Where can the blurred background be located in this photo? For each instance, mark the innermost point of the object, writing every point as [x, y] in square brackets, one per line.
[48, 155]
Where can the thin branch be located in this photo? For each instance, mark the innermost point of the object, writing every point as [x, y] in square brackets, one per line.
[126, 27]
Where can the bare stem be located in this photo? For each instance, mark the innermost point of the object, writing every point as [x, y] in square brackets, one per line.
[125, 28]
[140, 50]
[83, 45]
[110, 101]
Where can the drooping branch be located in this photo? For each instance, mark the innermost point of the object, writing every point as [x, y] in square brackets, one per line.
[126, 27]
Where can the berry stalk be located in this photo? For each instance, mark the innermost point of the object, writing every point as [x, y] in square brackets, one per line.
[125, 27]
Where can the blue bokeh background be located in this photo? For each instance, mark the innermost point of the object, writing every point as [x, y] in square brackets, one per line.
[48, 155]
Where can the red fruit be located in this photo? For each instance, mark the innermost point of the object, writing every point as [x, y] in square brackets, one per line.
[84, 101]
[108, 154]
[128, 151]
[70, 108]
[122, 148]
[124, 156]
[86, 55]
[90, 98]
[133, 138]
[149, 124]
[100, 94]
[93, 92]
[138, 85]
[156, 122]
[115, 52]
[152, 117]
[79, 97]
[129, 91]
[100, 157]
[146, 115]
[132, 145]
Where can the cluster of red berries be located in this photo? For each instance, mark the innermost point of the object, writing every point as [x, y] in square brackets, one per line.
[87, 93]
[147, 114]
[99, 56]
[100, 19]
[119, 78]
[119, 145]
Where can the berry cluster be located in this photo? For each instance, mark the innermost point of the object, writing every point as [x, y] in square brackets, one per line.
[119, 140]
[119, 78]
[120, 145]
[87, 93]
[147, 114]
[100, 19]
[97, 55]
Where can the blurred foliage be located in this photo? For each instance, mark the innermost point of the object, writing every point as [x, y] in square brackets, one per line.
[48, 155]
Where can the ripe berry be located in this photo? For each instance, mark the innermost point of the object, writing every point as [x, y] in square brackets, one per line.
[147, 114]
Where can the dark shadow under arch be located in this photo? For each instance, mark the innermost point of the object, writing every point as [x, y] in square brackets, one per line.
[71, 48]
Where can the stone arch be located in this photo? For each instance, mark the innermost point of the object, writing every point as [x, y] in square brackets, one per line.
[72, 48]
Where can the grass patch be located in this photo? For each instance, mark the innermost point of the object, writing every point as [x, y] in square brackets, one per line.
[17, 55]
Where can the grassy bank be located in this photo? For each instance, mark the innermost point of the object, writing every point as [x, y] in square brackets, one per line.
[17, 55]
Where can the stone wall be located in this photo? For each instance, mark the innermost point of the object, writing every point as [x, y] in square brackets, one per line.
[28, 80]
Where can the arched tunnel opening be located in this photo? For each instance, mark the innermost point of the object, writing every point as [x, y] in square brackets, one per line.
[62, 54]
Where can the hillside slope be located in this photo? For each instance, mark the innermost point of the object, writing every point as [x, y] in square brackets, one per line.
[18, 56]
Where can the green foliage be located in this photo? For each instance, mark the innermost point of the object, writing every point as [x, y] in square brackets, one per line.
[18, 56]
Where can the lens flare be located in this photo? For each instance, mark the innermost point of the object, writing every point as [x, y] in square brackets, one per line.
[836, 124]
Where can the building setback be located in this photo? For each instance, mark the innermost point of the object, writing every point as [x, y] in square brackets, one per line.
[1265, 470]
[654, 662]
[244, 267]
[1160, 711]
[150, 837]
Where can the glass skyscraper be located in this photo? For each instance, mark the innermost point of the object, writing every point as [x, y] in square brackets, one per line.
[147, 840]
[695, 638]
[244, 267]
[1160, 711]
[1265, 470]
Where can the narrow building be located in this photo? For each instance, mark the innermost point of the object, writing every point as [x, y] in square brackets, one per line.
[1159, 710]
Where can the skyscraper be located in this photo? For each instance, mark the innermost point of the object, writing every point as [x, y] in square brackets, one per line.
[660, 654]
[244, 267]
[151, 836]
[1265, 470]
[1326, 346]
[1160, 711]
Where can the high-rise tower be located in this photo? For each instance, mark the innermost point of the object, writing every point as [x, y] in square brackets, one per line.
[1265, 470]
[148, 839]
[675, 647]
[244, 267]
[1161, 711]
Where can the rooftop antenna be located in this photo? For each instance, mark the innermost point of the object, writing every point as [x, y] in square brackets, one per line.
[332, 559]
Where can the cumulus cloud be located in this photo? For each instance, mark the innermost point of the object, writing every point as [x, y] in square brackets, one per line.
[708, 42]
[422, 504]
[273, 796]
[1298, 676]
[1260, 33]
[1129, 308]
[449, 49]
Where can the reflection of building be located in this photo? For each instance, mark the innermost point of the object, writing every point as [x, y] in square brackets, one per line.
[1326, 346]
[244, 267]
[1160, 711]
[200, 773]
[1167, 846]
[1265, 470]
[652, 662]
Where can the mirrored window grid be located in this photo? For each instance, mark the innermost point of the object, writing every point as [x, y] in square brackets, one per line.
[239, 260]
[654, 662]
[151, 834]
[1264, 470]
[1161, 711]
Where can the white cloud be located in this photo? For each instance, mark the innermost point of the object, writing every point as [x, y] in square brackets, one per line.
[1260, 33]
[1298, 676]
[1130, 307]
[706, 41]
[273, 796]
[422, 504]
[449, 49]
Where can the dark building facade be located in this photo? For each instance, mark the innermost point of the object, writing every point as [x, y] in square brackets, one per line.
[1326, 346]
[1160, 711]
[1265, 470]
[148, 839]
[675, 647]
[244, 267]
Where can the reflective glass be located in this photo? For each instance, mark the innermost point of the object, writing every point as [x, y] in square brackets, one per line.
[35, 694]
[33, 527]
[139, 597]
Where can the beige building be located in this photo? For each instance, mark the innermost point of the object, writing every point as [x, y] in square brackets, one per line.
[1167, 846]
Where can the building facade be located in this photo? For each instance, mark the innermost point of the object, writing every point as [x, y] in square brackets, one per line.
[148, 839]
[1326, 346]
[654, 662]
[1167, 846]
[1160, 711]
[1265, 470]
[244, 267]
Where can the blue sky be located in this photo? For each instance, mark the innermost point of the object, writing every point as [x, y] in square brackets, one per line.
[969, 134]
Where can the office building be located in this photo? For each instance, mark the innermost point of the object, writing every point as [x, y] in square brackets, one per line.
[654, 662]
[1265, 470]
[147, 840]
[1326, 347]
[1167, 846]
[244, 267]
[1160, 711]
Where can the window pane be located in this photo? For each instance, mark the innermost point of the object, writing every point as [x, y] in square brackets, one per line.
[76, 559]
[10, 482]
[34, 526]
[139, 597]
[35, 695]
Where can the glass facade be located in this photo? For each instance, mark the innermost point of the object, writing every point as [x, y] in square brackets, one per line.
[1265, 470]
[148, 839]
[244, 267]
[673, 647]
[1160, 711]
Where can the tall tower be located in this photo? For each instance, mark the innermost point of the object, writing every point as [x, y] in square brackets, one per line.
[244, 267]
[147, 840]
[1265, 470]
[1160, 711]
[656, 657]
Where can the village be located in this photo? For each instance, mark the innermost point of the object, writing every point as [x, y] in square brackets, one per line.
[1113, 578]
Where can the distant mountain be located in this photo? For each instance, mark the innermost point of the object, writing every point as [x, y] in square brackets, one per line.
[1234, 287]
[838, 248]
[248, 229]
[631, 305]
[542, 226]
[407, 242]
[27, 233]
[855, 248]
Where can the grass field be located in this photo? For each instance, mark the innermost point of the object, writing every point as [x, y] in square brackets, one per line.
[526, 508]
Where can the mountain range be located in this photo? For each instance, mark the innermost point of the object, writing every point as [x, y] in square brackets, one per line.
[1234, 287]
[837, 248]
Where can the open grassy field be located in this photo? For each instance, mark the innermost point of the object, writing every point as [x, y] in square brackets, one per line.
------------------------
### EXERCISE GOAL
What you should produce is an exact restatement of all the material.

### ANSWER TO THIS EXERCISE
Where can the blurred background be located in this photo? For each instance, mark the innermost point of the object, writing every point as [x, y] in square brackets, one per line.
[48, 155]
Where can the thin branch be located in this photo? For each instance, mark the innermost point of the object, writing every point as [x, y] in square brackets, one per line.
[126, 27]
Where can the bare stem be located in this photo? For each instance, mark the innermost point of the object, writing every point as [x, y] in square brackets, one per line.
[125, 28]
[140, 50]
[83, 45]
[110, 101]
Where can the drooping branch be located in this photo? For each instance, mark the innermost point of the object, writing every point as [x, y] in square brackets, one per line.
[126, 27]
Where can the berry stalk be located in this photo? For each instance, mark the innermost point of the object, writing every point as [x, y] in square brackets, one per line.
[125, 27]
Where can the blue bokeh background be located in this photo? For each instance, mark the innermost point of the object, writing every point as [x, y] in square brackets, one per line.
[48, 155]
Where can the red fruit be located in this photo? For each instance, mark the innermost point of the object, writing every point as [x, y] in square brackets, one per line.
[84, 101]
[108, 154]
[128, 151]
[70, 108]
[122, 148]
[124, 156]
[86, 55]
[90, 98]
[133, 138]
[149, 124]
[100, 94]
[93, 92]
[138, 85]
[156, 122]
[115, 52]
[152, 117]
[79, 97]
[129, 91]
[100, 157]
[146, 115]
[132, 145]
Where can the cluster of red berries be located in this photo? For each instance, mark the innermost point of the object, writing every point as [x, y] in square brackets, one per line.
[87, 93]
[147, 114]
[99, 56]
[100, 19]
[119, 78]
[119, 145]
Where can the berry cluster be located in this photo? For each instance, mark the innermost point of the object, writing every point as [x, y] in square brackets, one per line.
[119, 140]
[119, 78]
[120, 145]
[87, 93]
[147, 114]
[100, 19]
[97, 55]
Where can the blurred foliage be located in this photo? For each instance, mark the innermost point of the object, writing every point as [x, y] in square brackets, one per line.
[48, 155]
Where can the ripe berry be located in this photo? For each instance, mark the innermost point of the object, writing every point as [x, y] in square brackets, one per line.
[147, 114]
Where can the dark shadow under arch be located in this photo? For each instance, mark the innermost point of the object, writing every point as [x, y] in square brackets, one per line.
[71, 48]
Where can the stone arch be located in this photo? For each instance, mark the innermost point of the object, writing every point as [x, y] in square brackets, one per line.
[72, 48]
Where can the grass patch be located in this photo? For each instance, mark the innermost point of the object, writing every point as [x, y] in square brackets, one per line.
[17, 55]
Where can the grassy bank be located in this photo? For each instance, mark the innermost point of the object, writing every point as [x, y] in square brackets, one per line.
[17, 55]
Where can the stone wall be located in this photo? For each instance, mark the innermost point of the object, writing every point as [x, y] in square brackets, one per line.
[28, 80]
Where can the arched tunnel opening be located in this photo? For each instance, mark the innermost point of the object, writing every point as [x, y] in square brackets, one per line.
[62, 54]
Where can the hillside slope be located in this photo? For each instance, mark the innermost point of the object, writing every point as [x, y] in square brackets, one per line.
[18, 56]
Where can the green foliage be located in this photo? For each instance, mark the innermost point of the object, writing every point as [x, y] in square brackets, one per line.
[18, 56]
Where can the lens flare be located in this photo? For each instance, mark the innermost point of the object, writing every point as [x, y] in square brackets, one per line.
[836, 124]
Where can the building setback be located in this photo? For each instance, mark the innermost point of the object, writing every point as [x, y] in square brackets, one per line.
[1265, 470]
[654, 662]
[244, 267]
[1160, 711]
[150, 837]
Where can the glass skyscraper be located in this photo? For each instance, mark the innermost point of the object, writing every point as [x, y] in square brackets, one per line.
[147, 840]
[695, 638]
[244, 267]
[1160, 711]
[1265, 470]
Where can the narrow building be located in this photo? For each instance, mark the innermost point of the object, writing every point as [x, y] in square brackets, one per line.
[1159, 710]
Where can the skyscraper be located in this photo? For each instance, mark the innermost point of the object, writing every point as [x, y] in square brackets, one per line.
[660, 654]
[244, 267]
[151, 836]
[1265, 470]
[1326, 346]
[1160, 711]
Where can the high-rise tower be located in this photo? For each instance, mark the innermost point of the object, writing every point as [x, y] in square brackets, one per line.
[1265, 470]
[148, 839]
[675, 647]
[244, 267]
[1161, 711]
Where can the rooftop antenna be located in this photo? For each instance, mark the innermost point of the object, writing every point as [x, y] in square brackets, one per line.
[332, 559]
Where can the cumulus cloud be located in this photo? For each instance, mark the innermost point of the object, writing every point as [x, y] in square brackets, one per line.
[708, 42]
[422, 504]
[273, 796]
[1298, 676]
[1260, 33]
[1129, 308]
[449, 49]
Where can the reflection of building be located in this photo? For each instance, mark the innermost point of the object, writing every point as [x, y] in square brackets, one per line.
[1326, 346]
[244, 267]
[1160, 711]
[200, 773]
[1167, 846]
[1265, 470]
[652, 662]
Where can the mirrored window grid be located in this photo? For each instance, mark the innermost point of the object, writing every point as [x, y] in square brackets, one per line.
[239, 260]
[654, 662]
[151, 834]
[1264, 470]
[1161, 711]
Where can the white cloud be located in this photo? For each instance, mark the innermost point of the object, writing every point as [x, y] in square brackets, one per line.
[1260, 33]
[1298, 676]
[1130, 307]
[706, 41]
[273, 796]
[422, 504]
[449, 49]
Where can the dark building facade be located in this photo? For each instance, mark the innermost point of the object, writing every point as [x, y] in square brackets, one per line.
[1326, 346]
[1160, 711]
[1265, 470]
[148, 839]
[675, 647]
[244, 267]
Where can the reflective glass be located in this photo? For each instance, mark the innermost point of the object, writing every point as [x, y] in square brackets, one per line.
[35, 694]
[33, 527]
[139, 597]
Where can the beige building be located in this photo? For each instance, mark the innermost point of the object, writing every point as [x, y] in square brackets, one per line.
[1167, 846]
Where can the building facade be located in this photo? For each instance, mark the innermost point of the object, writing every point as [x, y] in square brackets, one per line.
[148, 839]
[1326, 346]
[654, 662]
[1167, 846]
[1160, 711]
[1265, 470]
[244, 267]
Where can the blue sky be located in this photo? For each instance, mark the innermost point of the object, writing every point as [x, y] in square brackets, one per line.
[969, 134]
Where can the office building be located in this photo? For each instance, mark the innermost point of the object, writing every point as [x, y] in square brackets, one per line.
[654, 662]
[1265, 470]
[147, 840]
[1326, 347]
[1167, 846]
[244, 267]
[1160, 711]
Where can the window pane be located in this photo? For each instance, mark the innermost point of the object, writing every point as [x, y] in square brackets, one per line.
[76, 559]
[10, 482]
[34, 526]
[139, 597]
[35, 695]
Where can the glass facade be located in this photo? For each instance, mark the innermost point of the object, writing every point as [x, y] in square brackets, one per line.
[1265, 470]
[148, 839]
[244, 267]
[673, 647]
[1160, 711]
Where can the tall tower be located in this photo? For each instance, mark the innermost point of the object, writing every point as [x, y] in square brackets, one per line.
[244, 267]
[147, 840]
[1265, 470]
[1160, 711]
[656, 657]
Where can the village be located in this photo? For each instance, mark the innermost point of the object, writing every point as [x, y] in square brackets, one per line.
[1113, 578]
Where can the distant mountain be located in this photo? For each instance, mark the innermost point of the object, writing every point as [x, y] in square brackets, one per line.
[1234, 287]
[838, 248]
[248, 229]
[631, 305]
[542, 226]
[407, 242]
[27, 233]
[855, 248]
Where can the grass field be located in this photo? For each instance, mark the innermost point of the object, writing every point as [x, y] in square brackets, one per line.
[526, 508]
Where can the mountain range be located in this photo? For each instance, mark the innermost point of the object, writing every point as [x, y] in square brackets, one per line.
[1234, 287]
[837, 248]
Where can the open grassy field be located in this photo? For each instance, mark the innermost point of the object, writing every point as [x, y] in square brackets, one per line.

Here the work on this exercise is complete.